AVAILABLE DATA section start

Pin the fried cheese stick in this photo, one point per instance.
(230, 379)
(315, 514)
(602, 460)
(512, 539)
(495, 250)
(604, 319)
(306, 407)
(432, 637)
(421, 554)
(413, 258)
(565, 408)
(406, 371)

AVAILABLE DATA section end

TASK GOAL
Please print all of the material again with no alteration.

RESPONSE BELOW
Pin the fried cheese stick in this photo, one point per instance.
(230, 379)
(315, 514)
(602, 460)
(512, 539)
(495, 250)
(604, 319)
(306, 407)
(432, 637)
(421, 554)
(413, 258)
(565, 408)
(406, 371)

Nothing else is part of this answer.